• _DATA SHOWN_:
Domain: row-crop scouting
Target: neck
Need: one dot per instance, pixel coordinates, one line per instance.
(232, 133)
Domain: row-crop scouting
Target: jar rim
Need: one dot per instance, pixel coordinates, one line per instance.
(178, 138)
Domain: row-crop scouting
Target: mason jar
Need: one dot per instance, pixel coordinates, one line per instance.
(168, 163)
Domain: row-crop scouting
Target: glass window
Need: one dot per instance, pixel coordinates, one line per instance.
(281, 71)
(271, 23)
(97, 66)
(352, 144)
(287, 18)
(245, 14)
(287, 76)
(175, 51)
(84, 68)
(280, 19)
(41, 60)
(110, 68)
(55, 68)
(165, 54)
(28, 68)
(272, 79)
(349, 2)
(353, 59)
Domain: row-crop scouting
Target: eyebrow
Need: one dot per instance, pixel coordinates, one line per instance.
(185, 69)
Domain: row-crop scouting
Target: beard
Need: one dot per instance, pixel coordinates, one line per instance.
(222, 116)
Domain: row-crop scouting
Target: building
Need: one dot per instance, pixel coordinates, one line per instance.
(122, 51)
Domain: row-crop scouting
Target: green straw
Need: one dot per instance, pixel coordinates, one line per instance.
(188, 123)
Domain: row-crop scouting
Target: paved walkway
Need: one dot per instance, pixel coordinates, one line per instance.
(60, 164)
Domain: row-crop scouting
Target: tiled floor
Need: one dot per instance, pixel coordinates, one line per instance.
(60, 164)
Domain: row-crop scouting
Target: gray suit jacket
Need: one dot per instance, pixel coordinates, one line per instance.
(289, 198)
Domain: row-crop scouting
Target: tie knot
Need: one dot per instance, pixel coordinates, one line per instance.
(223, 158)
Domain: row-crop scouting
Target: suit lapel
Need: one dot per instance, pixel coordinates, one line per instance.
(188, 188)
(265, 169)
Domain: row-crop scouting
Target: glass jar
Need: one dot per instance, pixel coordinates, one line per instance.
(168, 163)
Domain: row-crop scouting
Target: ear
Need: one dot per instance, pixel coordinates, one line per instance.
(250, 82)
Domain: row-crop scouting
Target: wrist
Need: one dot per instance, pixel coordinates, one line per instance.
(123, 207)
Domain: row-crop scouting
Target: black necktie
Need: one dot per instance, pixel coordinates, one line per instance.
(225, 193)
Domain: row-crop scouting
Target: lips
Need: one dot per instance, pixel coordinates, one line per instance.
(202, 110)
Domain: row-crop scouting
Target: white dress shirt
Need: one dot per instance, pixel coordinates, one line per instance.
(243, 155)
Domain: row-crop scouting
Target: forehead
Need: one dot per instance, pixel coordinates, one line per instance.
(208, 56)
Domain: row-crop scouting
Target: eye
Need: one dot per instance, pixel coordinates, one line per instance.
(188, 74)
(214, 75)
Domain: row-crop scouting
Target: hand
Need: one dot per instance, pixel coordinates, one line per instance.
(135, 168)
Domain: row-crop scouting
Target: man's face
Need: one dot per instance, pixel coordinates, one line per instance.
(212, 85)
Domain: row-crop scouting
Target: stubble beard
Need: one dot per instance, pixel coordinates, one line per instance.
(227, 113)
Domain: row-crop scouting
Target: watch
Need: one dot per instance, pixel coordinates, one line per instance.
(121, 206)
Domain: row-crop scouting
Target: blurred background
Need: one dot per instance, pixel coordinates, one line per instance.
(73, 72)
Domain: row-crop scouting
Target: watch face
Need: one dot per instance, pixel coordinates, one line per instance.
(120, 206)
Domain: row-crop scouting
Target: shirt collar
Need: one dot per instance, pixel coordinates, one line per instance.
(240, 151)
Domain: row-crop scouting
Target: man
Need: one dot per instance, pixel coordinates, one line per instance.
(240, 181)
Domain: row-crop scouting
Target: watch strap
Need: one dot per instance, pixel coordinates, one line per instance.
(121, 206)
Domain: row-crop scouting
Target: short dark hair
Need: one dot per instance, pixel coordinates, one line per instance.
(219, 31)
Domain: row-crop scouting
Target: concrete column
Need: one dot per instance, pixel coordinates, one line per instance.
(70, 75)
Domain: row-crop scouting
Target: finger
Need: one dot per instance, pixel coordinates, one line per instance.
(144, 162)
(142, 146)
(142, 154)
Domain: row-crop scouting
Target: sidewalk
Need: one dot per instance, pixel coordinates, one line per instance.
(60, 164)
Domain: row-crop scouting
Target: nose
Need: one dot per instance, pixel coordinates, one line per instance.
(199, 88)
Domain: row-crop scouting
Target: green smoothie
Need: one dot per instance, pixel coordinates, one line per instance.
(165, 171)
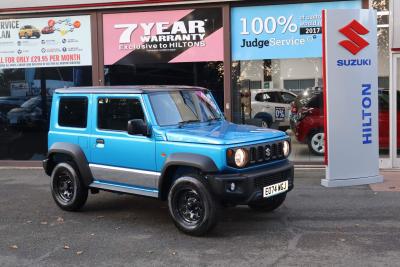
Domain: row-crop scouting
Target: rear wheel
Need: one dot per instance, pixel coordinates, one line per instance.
(268, 204)
(67, 188)
(316, 142)
(192, 207)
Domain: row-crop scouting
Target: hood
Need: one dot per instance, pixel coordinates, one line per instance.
(221, 133)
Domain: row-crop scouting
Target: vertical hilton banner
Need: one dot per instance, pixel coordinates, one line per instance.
(351, 94)
(191, 35)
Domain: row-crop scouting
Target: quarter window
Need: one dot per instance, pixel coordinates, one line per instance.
(72, 112)
(114, 113)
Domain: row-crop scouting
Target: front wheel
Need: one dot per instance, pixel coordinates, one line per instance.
(192, 207)
(316, 143)
(268, 204)
(67, 189)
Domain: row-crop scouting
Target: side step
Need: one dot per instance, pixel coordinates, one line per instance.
(123, 188)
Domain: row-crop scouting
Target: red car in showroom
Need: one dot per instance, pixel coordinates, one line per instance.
(307, 119)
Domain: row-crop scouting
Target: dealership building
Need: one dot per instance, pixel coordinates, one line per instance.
(241, 50)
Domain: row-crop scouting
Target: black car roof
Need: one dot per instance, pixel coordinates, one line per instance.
(134, 89)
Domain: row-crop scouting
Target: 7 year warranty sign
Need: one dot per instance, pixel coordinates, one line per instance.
(45, 42)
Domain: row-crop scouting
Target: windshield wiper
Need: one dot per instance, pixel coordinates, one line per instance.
(209, 120)
(181, 123)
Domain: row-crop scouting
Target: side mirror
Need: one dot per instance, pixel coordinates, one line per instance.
(138, 127)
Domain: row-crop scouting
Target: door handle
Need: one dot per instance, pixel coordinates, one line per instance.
(99, 143)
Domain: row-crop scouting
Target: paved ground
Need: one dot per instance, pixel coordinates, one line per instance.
(316, 226)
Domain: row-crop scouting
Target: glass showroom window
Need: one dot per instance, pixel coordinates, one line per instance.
(25, 99)
(277, 71)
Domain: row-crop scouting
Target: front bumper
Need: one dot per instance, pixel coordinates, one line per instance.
(249, 185)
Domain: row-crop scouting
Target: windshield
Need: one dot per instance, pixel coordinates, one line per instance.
(31, 103)
(171, 108)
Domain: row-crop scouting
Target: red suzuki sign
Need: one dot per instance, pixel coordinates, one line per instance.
(355, 42)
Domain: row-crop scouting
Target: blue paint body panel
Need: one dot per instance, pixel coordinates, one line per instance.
(120, 149)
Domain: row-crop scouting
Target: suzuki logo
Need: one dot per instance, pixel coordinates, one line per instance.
(353, 30)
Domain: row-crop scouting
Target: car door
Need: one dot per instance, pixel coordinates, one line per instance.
(117, 156)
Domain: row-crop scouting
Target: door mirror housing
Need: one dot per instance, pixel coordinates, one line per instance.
(138, 127)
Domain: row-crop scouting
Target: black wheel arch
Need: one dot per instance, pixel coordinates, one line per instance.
(264, 116)
(66, 152)
(183, 162)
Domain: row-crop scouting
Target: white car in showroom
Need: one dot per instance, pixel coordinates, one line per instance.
(272, 105)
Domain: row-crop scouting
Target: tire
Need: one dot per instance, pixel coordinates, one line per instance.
(66, 187)
(265, 123)
(316, 143)
(268, 204)
(192, 207)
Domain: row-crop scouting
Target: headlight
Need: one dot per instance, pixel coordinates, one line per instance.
(286, 148)
(241, 157)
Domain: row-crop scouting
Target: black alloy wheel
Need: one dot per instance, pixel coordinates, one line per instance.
(66, 187)
(191, 205)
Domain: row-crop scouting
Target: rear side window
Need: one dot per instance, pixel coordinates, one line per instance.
(114, 113)
(72, 112)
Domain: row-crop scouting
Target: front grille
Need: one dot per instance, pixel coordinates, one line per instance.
(261, 182)
(265, 152)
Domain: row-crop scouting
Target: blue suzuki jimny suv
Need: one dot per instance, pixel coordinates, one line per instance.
(166, 142)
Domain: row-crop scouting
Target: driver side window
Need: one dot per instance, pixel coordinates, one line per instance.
(114, 113)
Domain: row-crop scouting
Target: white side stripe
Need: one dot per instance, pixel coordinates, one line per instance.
(124, 169)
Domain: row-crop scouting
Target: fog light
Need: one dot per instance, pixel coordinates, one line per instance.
(233, 186)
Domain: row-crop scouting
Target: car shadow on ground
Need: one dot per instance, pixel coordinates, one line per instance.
(131, 211)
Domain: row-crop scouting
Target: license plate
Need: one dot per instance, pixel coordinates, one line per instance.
(275, 189)
(279, 113)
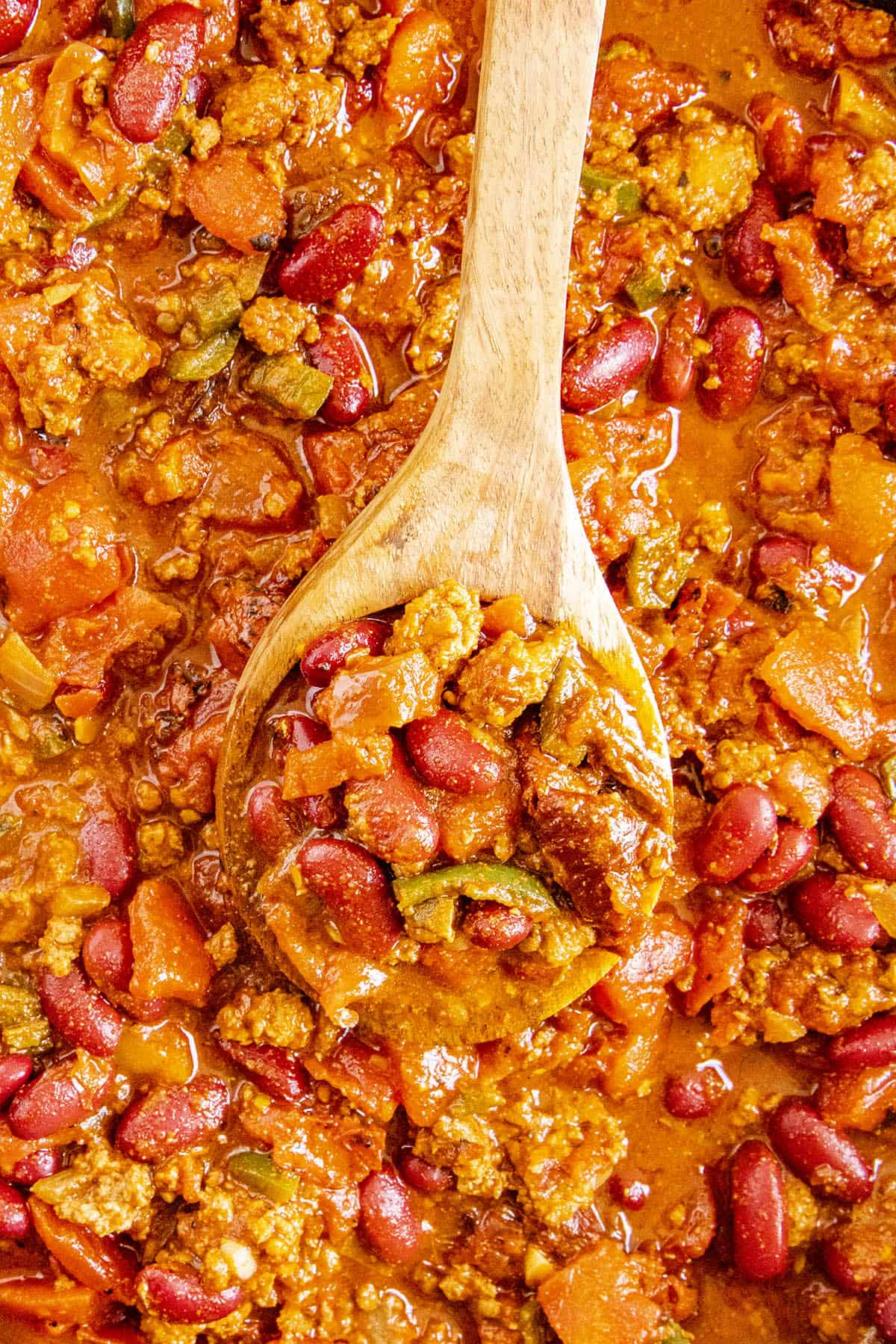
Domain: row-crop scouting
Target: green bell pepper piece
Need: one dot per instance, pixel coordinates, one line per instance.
(195, 366)
(287, 385)
(656, 570)
(217, 308)
(260, 1174)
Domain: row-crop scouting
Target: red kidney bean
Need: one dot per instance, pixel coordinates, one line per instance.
(629, 1194)
(327, 655)
(15, 1221)
(496, 927)
(741, 827)
(179, 1296)
(15, 1070)
(388, 1219)
(774, 554)
(168, 1120)
(270, 819)
(422, 1175)
(16, 18)
(833, 915)
(107, 953)
(763, 925)
(80, 1012)
(447, 754)
(332, 255)
(43, 1162)
(55, 1100)
(323, 809)
(850, 1273)
(675, 370)
(857, 1098)
(352, 887)
(750, 260)
(111, 853)
(731, 373)
(277, 1071)
(868, 1046)
(818, 1152)
(147, 82)
(602, 366)
(862, 821)
(758, 1213)
(337, 355)
(394, 815)
(884, 1310)
(793, 848)
(687, 1095)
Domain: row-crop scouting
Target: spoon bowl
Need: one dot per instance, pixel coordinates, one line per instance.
(485, 497)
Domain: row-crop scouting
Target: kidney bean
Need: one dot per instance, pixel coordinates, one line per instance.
(352, 887)
(277, 1071)
(857, 1098)
(337, 355)
(833, 915)
(111, 853)
(332, 255)
(169, 1120)
(146, 87)
(80, 1012)
(750, 260)
(16, 18)
(862, 821)
(868, 1046)
(447, 754)
(422, 1175)
(688, 1097)
(818, 1152)
(602, 366)
(884, 1310)
(15, 1070)
(99, 1263)
(107, 953)
(179, 1296)
(388, 1219)
(852, 1263)
(327, 655)
(394, 815)
(15, 1221)
(758, 1213)
(774, 554)
(731, 373)
(763, 924)
(270, 819)
(496, 927)
(782, 140)
(741, 827)
(34, 1167)
(629, 1194)
(673, 371)
(793, 848)
(58, 1098)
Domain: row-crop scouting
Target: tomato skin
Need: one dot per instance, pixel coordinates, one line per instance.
(168, 947)
(58, 553)
(234, 201)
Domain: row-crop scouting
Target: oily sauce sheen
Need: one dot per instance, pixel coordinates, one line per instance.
(230, 243)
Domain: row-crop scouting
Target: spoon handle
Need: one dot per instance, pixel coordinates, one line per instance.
(538, 70)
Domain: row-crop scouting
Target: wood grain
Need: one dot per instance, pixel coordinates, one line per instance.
(485, 497)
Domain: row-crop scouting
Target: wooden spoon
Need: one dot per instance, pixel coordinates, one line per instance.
(485, 497)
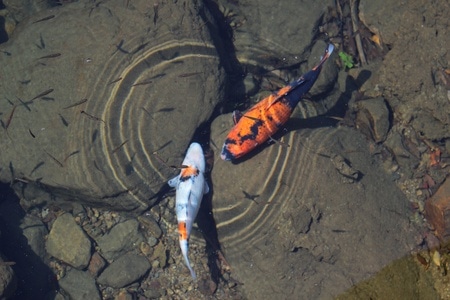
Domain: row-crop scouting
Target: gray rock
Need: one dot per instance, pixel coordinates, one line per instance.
(122, 238)
(35, 231)
(79, 285)
(124, 271)
(8, 281)
(372, 118)
(258, 200)
(68, 242)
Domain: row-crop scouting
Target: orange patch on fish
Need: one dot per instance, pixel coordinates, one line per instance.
(187, 172)
(265, 118)
(182, 231)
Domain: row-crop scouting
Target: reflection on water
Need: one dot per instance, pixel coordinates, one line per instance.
(92, 89)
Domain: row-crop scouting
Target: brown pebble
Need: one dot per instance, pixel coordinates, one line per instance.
(437, 211)
(96, 265)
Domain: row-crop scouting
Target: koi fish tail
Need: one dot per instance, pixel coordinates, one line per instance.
(184, 245)
(324, 58)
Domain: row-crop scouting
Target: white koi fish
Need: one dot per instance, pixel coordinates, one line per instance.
(190, 186)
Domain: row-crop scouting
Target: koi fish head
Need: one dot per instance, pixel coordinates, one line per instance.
(194, 157)
(302, 85)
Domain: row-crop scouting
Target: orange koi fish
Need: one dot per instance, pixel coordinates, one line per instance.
(190, 187)
(264, 119)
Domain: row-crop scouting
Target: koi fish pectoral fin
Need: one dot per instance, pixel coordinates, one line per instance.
(205, 188)
(174, 181)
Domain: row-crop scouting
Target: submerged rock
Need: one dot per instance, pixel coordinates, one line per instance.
(68, 242)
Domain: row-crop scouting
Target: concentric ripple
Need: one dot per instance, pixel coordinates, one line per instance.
(145, 105)
(97, 90)
(251, 197)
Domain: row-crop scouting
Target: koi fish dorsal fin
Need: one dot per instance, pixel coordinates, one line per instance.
(174, 181)
(237, 115)
(188, 172)
(277, 96)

• _PROBLEM TO SOLVE_:
Tally the lines in the entries above that contain the word "wheel", and reply with only that number.

• _FINISHED EXERCISE_:
4